-- Begin Source extract --

This is the seventh post in a blog and webinar series called 101 Digital Marketing Best Practices for Nonprofitswritten and presented by Heather Mansfield. Please sign up for Nonprofit Tech for Good’s email newsletter to be alerted of new posts. Thank you!

Related Webinar: Social Media Best Practices for Nonprofits

With one billion active monthly users, Instagram is a very powerful social network used by nonprofits worldwide. According to the Open Data Project, of the 89% of nonprofits worldwide that use social media in their digital marketing and fundraising strategy, 75% of those use Instagram.

Known for having higher engagement than other social media, Instagram is evolving and it is becoming increasingly more difficult for nonprofits to get exposure in the Instagram Feed. The best practices below should help if your nonprofit is noticing a decrease in engagement and exposure.

1) Maximize your Instagram Profile Photo and Bio.

Making a positive first impression is crucial to securing new followers on Instagram. First, make sure that your nonprofit uses a well-designed, visually-striking profile photo a.k.a. avatar. After a supporter follows your nonprofit, your avatar is how they will mentally and visually connect your brand to your Instagram posts. In most cases, your avatar should not include text as it would be too small to read in the Instagram feed on a smartphone. For examples of text-free avatars, see the United Way of Southwest Michigan and Amnesty International:

Instagram Bios

Second, write a compelling Instagram bio. You are limited to 150 characters, so get straight to the point, draw attention to your bio with emojis and campaign hashtags, and include a call-to-call to action. For example, Greenpeace Canada and No Kid Hungry:

Story Highlight Covers

Third, if your nonprofit regularly shares stories on Instagram, make a strong first impression by creating custom Highlight covers using a graphic design tool or a mobile app. For example, Oceana and the Dogs Trust:

Account Category & Contact Information

Finally, add the category of “nonprofit organization” under Edit Profile > Category. You can also add contact information which will add a “Contact” button, a “Call” button, or an “Email” button to your profile depending upon which contact information you provide. If you are a location-based nonprofit, such as a museum or zoo, then also add your address.

Verified Badges

In addition, apply to get verified. If approved, a blue verification badge will be added next to your nonprofit’s name on Instagram. This adds credibility to your brand and likely improves your results in organic reach. The application process is easy, but approval is uncertain. Despite Nonprofit Tech for Good being active on Instagram for nearly 10 years and having over 70,000 followers, our application for verification is repeatedly denied. That said, Médecins Sans Frontière is an example of a verified account:

2) Ensure that your Instagram account is a Business Account.

-- End Source extract --

» **Problems**:
1/ In the Instagram best practices post, rewrite the passage from "In addition, apply" up to and including "a Business Account.", swapping "blue" for "gold".
2/ List every organization that the Instagram best practices post holds up as an example of an Instagram account.

-- Begin Extracted information --

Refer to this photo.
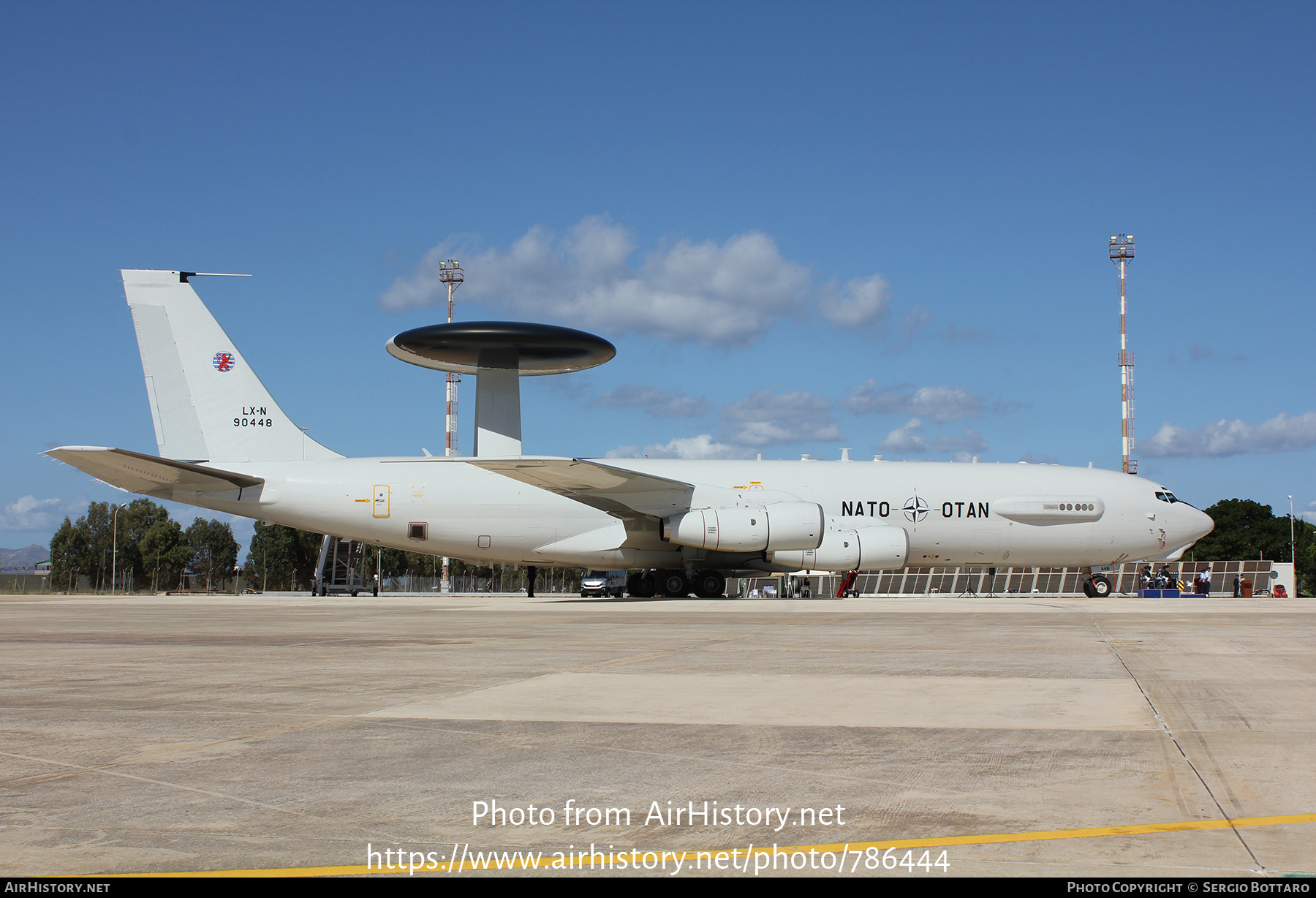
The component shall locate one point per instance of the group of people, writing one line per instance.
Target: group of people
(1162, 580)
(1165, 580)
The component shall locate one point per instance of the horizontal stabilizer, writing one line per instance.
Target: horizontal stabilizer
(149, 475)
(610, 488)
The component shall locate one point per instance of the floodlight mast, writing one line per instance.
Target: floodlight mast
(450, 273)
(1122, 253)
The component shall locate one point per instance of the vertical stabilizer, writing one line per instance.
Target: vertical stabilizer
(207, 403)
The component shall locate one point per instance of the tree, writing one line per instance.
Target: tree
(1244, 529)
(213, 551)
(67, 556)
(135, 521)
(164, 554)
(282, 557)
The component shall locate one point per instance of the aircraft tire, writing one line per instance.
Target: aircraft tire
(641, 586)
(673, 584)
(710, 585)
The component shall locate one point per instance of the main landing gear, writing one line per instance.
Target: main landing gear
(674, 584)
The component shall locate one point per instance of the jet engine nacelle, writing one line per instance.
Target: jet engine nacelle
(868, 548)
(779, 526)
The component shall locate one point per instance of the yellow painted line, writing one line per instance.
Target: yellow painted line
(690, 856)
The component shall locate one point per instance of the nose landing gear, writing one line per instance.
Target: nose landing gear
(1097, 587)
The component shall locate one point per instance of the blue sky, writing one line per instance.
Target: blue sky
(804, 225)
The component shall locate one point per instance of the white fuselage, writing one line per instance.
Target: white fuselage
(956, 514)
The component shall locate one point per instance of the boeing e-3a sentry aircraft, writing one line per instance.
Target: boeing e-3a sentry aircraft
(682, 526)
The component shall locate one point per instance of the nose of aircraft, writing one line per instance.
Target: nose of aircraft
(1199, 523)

-- End Extracted information --

» **Answers below**:
1/
In addition, apply to get verified. If approved, a gold verification badge will be added next to your nonprofit’s name on Instagram. This adds credibility to your brand and likely improves your results in organic reach. The application process is easy, but approval is uncertain. Despite Nonprofit Tech for Good being active on Instagram for nearly 10 years and having over 70,000 followers, our application for verification is repeatedly denied. That said, Médecins Sans Frontière is an example of a verified account:

2) Ensure that your Instagram account is a Business Account.

2/
United Way of Southwest Michigan
Amnesty International
Greenpeace Canada
No Kid Hungry
Oceana
Dogs Trust
Médecins Sans Frontière